Written task
Output every line of the material below as a numbered list, leaving out any blank lines.

─── Listed records

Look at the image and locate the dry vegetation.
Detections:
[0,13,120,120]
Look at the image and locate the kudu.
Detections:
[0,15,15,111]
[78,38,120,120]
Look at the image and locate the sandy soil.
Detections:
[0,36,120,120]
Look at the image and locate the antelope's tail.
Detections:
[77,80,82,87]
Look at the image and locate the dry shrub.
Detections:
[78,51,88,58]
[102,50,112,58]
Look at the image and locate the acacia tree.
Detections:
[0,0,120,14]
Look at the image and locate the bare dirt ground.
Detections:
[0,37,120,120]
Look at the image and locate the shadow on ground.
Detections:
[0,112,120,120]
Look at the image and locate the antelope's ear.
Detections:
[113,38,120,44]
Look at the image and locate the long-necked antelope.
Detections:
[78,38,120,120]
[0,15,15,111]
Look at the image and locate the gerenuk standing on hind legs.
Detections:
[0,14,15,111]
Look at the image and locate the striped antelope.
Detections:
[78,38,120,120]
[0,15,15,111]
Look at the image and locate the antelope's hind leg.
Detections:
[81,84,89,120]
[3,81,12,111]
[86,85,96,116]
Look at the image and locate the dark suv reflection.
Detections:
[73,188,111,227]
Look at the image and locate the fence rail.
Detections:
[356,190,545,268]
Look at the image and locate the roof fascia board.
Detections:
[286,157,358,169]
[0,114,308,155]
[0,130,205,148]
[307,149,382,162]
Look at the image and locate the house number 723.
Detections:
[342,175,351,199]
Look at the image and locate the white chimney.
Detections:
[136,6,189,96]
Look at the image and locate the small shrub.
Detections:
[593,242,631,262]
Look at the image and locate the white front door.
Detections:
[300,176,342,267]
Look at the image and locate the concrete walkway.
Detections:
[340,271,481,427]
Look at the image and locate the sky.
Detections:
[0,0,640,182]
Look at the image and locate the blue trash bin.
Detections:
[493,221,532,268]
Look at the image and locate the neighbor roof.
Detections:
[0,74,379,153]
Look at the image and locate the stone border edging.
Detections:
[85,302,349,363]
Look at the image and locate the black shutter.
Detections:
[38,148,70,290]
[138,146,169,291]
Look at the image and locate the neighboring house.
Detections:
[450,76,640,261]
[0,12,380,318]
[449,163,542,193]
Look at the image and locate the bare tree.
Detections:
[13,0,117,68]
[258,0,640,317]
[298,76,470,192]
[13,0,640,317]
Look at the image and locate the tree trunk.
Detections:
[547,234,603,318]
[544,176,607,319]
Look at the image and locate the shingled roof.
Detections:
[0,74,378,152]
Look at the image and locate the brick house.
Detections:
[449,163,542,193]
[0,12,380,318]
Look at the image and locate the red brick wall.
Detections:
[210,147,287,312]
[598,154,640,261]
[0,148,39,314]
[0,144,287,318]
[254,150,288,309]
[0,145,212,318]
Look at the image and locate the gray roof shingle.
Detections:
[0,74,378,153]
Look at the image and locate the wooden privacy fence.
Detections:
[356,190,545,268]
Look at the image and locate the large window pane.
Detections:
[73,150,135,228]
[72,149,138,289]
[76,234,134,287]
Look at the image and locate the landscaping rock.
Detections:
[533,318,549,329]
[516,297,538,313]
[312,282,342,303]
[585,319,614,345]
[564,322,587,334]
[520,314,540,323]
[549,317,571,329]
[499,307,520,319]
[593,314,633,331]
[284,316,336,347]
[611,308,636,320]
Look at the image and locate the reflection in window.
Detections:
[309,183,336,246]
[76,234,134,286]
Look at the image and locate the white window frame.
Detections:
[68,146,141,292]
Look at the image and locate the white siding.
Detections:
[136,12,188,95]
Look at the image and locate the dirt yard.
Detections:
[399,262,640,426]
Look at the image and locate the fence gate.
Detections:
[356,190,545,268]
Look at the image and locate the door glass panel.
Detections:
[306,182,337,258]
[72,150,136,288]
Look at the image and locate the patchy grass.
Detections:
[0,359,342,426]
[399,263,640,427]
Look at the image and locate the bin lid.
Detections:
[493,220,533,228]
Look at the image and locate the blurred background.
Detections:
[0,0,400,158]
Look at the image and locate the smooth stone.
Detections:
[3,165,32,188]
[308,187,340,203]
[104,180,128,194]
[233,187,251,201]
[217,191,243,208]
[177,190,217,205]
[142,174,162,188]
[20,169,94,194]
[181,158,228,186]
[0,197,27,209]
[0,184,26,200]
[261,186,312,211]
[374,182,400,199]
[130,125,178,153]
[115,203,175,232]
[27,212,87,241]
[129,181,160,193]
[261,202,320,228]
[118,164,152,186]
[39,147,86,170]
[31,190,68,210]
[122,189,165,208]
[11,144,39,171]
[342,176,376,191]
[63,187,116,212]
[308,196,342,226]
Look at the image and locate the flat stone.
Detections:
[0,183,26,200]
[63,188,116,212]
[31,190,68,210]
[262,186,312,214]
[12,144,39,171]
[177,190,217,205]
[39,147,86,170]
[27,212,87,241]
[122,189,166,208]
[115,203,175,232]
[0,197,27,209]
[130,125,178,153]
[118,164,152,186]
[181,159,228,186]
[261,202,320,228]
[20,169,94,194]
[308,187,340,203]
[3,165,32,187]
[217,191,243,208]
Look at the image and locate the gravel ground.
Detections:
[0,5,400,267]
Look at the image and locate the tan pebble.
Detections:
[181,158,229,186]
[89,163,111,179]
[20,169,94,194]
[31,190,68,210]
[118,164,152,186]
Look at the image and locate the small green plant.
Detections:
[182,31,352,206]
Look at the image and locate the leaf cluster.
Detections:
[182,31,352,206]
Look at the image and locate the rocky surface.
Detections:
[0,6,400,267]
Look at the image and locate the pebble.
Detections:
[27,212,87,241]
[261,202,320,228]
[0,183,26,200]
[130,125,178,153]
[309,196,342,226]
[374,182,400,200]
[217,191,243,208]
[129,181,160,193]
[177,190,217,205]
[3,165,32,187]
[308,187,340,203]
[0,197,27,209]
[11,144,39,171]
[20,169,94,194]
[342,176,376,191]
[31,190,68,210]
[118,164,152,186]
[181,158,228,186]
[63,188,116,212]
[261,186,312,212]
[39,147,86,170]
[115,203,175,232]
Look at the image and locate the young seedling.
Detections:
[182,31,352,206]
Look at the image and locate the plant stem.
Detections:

──────

Exercise output
1. Look at the image and locate the dry vegetation.
2. Detections:
3. [0,13,120,120]
4. Look at the image and locate the kudu.
5. Detections:
6. [0,15,15,111]
7. [78,38,120,120]
8. Look at the image and locate the sandy soil.
9. Detections:
10. [0,36,120,120]
11. Look at the image and locate the antelope's tail.
12. Detections:
13. [77,80,82,87]
14. Look at the image and locate the dry shrub.
15. Detections:
16. [78,51,88,58]
17. [102,50,112,58]
18. Look at the image and locate the acacia tree.
19. Detections:
20. [0,0,120,14]
21. Look at the image and locate the bare dirt ground.
22. Detections:
23. [0,37,120,120]
24. Look at the image and locate the shadow on ground.
25. Detections:
26. [0,112,120,120]
27. Look at the image and locate the antelope's ear.
28. Detections:
29. [113,38,120,44]
30. Look at the image and locate the long-necked antelope.
31. Detections:
32. [78,38,120,120]
33. [0,15,15,111]
34. Look at the image and locate the gerenuk standing on hind legs.
35. Detections:
36. [0,14,15,111]
37. Look at the image and locate the striped antelope.
38. Detections:
39. [78,38,120,120]
40. [0,15,15,111]
41. Look at the image and locate the antelope's hind leg.
42. Detections:
43. [81,84,89,120]
44. [3,81,12,111]
45. [86,85,96,116]
46. Look at the image and locate the dark suv reflection.
47. Detections:
48. [73,188,111,227]
49. Look at the image and locate the fence rail.
50. Detections:
51. [356,190,545,268]
52. Look at the image and locate the roof fascia board.
53. Detections:
54. [286,157,358,169]
55. [0,114,308,155]
56. [0,130,205,148]
57. [307,149,382,162]
58. Look at the image and locate the house number 723.
59. Detections:
60. [342,175,351,199]
61. Look at the image and locate the white chimney.
62. Detections:
63. [136,6,189,96]
64. Look at the image and locate the small shrub.
65. Detections:
66. [593,242,631,262]
67. Look at the image and locate the white front door.
68. Detections:
69. [300,176,342,267]
70. Look at the image and locate the concrete walkway.
71. Detections:
72. [340,271,481,427]
73. Look at the image and locate the sky.
74. Detections:
75. [0,0,640,182]
76. Look at the image and locate the blue trash bin.
77. Detections:
78. [493,221,532,268]
79. Look at the image and locate the neighbor roof.
80. Detections:
81. [0,74,379,153]
82. Look at the image and locate the stone border edging.
83. Detections:
84. [85,302,349,363]
85. Look at the image and locate the black shutter.
86. Detections:
87. [38,148,70,290]
88. [138,146,169,291]
89. Look at the image and locate the neighboring house.
90. Detections:
91. [450,76,640,261]
92. [0,12,380,318]
93. [449,163,542,193]
94. Look at the image and locate the bare tree.
95. Detections:
96. [13,0,117,68]
97. [258,0,640,317]
98. [298,76,470,192]
99. [13,0,640,317]
100. Look at the image and locate the tree trunk.
101. Detections:
102. [547,234,603,318]
103. [544,176,607,319]
104. Look at the image and locate the shingled roof.
105. Detections:
106. [0,74,378,152]
107. Look at the image and locate the brick house.
108. Detections:
109. [449,163,542,193]
110. [0,12,380,318]
111. Look at the image and locate the red brick wall.
112. Detections:
113. [210,147,287,312]
114. [598,154,640,261]
115. [0,148,39,314]
116. [0,144,287,318]
117. [254,150,288,309]
118. [0,145,212,318]
119. Look at the image and locate the gray roof shingle.
120. Detections:
121. [0,74,378,153]
122. Look at the image and locate the wooden privacy fence.
123. Detections:
124. [356,190,545,268]
125. Look at the image and locate the large window pane.
126. Detections:
127. [73,150,135,228]
128. [72,149,138,289]
129. [76,234,134,287]
130. Look at the image and locate the landscaping rock.
131. Detections:
132. [533,318,549,329]
133. [516,297,538,313]
134. [312,282,342,303]
135. [585,319,614,345]
136. [564,322,587,334]
137. [520,314,540,323]
138. [549,317,571,329]
139. [499,307,520,319]
140. [593,314,633,331]
141. [284,316,336,347]
142. [611,308,636,320]
143. Look at the image and locate the reflection in window.
144. Detections:
145. [309,183,336,246]
146. [76,234,134,286]
147. Look at the image and locate the white window frame.
148. Detections:
149. [68,146,141,292]
150. Look at the image and locate the white siding.
151. Detections:
152. [136,12,188,95]
153. Look at the image and locate the dirt yard.
154. Detections:
155. [399,262,640,426]
156. Look at the image and locate the fence gate.
157. Detections:
158. [356,190,545,268]
159. Look at the image and locate the door glass panel.
160. Detections:
161. [306,182,337,258]
162. [72,150,136,288]
163. Look at the image and locate the patchy grass.
164. Detections:
165. [0,359,342,426]
166. [399,263,640,427]
167. Look at the image and locate the bin lid.
168. Detections:
169. [493,220,533,228]
170. Look at the image and locate the blurred background.
171. Detections:
172. [0,0,400,158]
173. Look at the image and locate the smooth stone.
174. Detections:
175. [3,165,32,188]
176. [308,187,340,203]
177. [104,180,128,194]
178. [233,187,251,201]
179. [217,191,243,208]
180. [177,190,217,205]
181. [142,174,162,188]
182. [20,169,94,194]
183. [181,158,228,186]
184. [0,197,27,209]
185. [0,184,26,200]
186. [261,186,312,211]
187. [374,182,400,199]
188. [130,125,178,153]
189. [115,203,175,232]
190. [27,212,87,241]
191. [129,181,160,193]
192. [261,202,320,228]
193. [118,164,152,186]
194. [39,147,86,170]
195. [31,190,68,210]
196. [122,189,165,208]
197. [11,144,39,171]
198. [342,176,376,191]
199. [63,187,116,212]
200. [308,196,342,226]
201. Look at the image and locate the flat stone.
202. Detections:
203. [0,183,26,200]
204. [63,188,116,212]
205. [31,190,68,210]
206. [262,186,312,214]
207. [12,144,39,171]
208. [177,190,217,205]
209. [39,147,86,170]
210. [27,212,87,241]
211. [122,189,166,208]
212. [115,203,175,232]
213. [0,197,27,209]
214. [130,125,178,153]
215. [118,164,152,186]
216. [181,159,228,186]
217. [261,202,320,228]
218. [20,169,94,194]
219. [308,187,340,203]
220. [3,165,32,187]
221. [217,191,243,208]
222. Look at the image and locate the gravel ground.
223. Detections:
224. [0,5,400,267]
225. Look at the image and locate the tan pebble.
226. Detections:
227. [181,158,229,186]
228. [89,163,111,179]
229. [20,169,94,194]
230. [31,190,68,210]
231. [118,164,152,186]
232. Look at the image and locate the small green plant.
233. Detections:
234. [182,31,352,206]
235. Look at the image and locate the leaf cluster.
236. Detections:
237. [182,31,352,206]
238. Look at the image and locate the rocky surface.
239. Detections:
240. [0,6,400,267]
241. Look at the image and locate the pebble.
242. Detections:
243. [27,212,87,241]
244. [261,202,320,228]
245. [0,183,26,200]
246. [130,125,178,153]
247. [309,196,342,226]
248. [374,182,400,200]
249. [217,191,243,208]
250. [129,181,160,193]
251. [177,190,217,205]
252. [3,165,32,187]
253. [308,187,340,203]
254. [0,197,27,209]
255. [11,144,39,171]
256. [20,169,94,194]
257. [342,176,376,191]
258. [31,190,68,210]
259. [118,164,152,186]
260. [181,158,228,186]
261. [63,188,116,212]
262. [261,186,312,212]
263. [39,147,86,170]
264. [115,203,175,232]
265. Look at the image and locate the young seedling.
266. Detections:
267. [182,31,352,206]
268. Look at the image and locate the plant stem.
269. Detections:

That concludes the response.